ACTIVITY: Could each entry below be printed again exactly as given?

EXTRACTED MATERIAL:
● ● ●
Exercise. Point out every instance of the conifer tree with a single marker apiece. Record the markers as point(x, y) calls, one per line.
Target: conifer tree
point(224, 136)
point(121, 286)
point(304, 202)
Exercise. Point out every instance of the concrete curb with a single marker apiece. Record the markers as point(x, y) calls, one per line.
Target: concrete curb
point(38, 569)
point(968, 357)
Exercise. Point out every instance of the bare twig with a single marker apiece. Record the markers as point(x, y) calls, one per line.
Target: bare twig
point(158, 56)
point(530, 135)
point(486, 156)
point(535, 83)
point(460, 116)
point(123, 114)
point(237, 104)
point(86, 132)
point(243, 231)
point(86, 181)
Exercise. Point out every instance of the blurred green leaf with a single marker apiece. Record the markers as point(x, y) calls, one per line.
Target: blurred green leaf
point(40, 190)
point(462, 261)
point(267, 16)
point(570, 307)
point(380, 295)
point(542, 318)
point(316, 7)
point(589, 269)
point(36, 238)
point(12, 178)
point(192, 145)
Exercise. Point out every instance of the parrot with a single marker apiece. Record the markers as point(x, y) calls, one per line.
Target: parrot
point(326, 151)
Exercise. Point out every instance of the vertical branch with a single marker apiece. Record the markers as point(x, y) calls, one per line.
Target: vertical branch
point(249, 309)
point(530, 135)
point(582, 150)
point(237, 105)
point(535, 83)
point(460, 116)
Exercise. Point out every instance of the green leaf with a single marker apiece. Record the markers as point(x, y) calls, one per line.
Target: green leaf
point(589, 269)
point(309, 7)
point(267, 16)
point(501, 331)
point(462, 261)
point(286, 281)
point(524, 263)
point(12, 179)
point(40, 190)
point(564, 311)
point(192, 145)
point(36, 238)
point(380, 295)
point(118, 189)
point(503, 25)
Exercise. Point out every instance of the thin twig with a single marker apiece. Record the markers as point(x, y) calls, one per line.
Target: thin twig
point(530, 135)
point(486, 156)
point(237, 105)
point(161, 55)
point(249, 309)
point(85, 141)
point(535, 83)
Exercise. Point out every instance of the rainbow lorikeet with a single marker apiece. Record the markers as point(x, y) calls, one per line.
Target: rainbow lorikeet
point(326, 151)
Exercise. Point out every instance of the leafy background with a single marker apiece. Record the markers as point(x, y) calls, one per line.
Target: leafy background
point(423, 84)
● ● ●
WRITTEN SOLUTION:
Exercise. Point out every instance of the conifer tree with a single marker apiece. Record the markers as point(x, y) calls, one per line.
Target: conifer tree
point(224, 136)
point(121, 286)
point(304, 202)
Exercise. Point out every instance of the concrete curb with a single marker apiece. Record the markers as point(x, y) calls, one per line.
Target: concrete curb
point(38, 569)
point(968, 357)
Exercise. Point out every instance of the bare twig with a single marker apiece. Record the markers as point(x, y) calls, one per line.
Target: bare twig
point(158, 56)
point(530, 135)
point(486, 156)
point(535, 83)
point(460, 116)
point(123, 114)
point(237, 104)
point(86, 132)
point(243, 231)
point(86, 181)
Exercise. Point out every instance of the blurred green leaf with a single marker apiece. Record the markers as point(x, y) calls, one per line.
Target: blurred green leaf
point(40, 190)
point(462, 261)
point(267, 16)
point(570, 307)
point(380, 295)
point(542, 318)
point(316, 7)
point(589, 269)
point(36, 238)
point(12, 178)
point(192, 145)
Exercise. Point out every instance of the parrot with a single marker apiece. Record the markers as point(x, y) calls, one per line.
Target: parrot
point(326, 151)
Exercise. Point out every instance of the vertical branch with a single marker apiece. Record the markers as point(x, y) calls, one per line.
Target: vertical branch
point(249, 309)
point(530, 135)
point(582, 150)
point(237, 105)
point(535, 83)
point(460, 116)
Exercise. Point out every instance of the green leaf with a single marker apiece. Record the markers as point(x, y) calls, one per line.
Target: green leaf
point(589, 269)
point(309, 7)
point(267, 16)
point(501, 331)
point(462, 261)
point(286, 281)
point(524, 263)
point(12, 179)
point(40, 190)
point(564, 311)
point(192, 145)
point(36, 238)
point(380, 295)
point(118, 189)
point(503, 25)
Exercise. Point out every instance of the thin twig with a single marker apiece. Record the markers as point(x, y) calls, one per line.
Target: thin twig
point(530, 135)
point(486, 156)
point(237, 105)
point(161, 55)
point(249, 309)
point(85, 141)
point(535, 83)
Exercise. Point out every instance of the rainbow lorikeet with a single marker apiece. Record the markers as point(x, y) calls, one per line.
Target: rainbow lorikeet
point(326, 151)
Exercise. Point out every instance of the leafy background with a single marker apiece. Record the markers as point(x, y) calls, one per line.
Target: leafy background
point(423, 84)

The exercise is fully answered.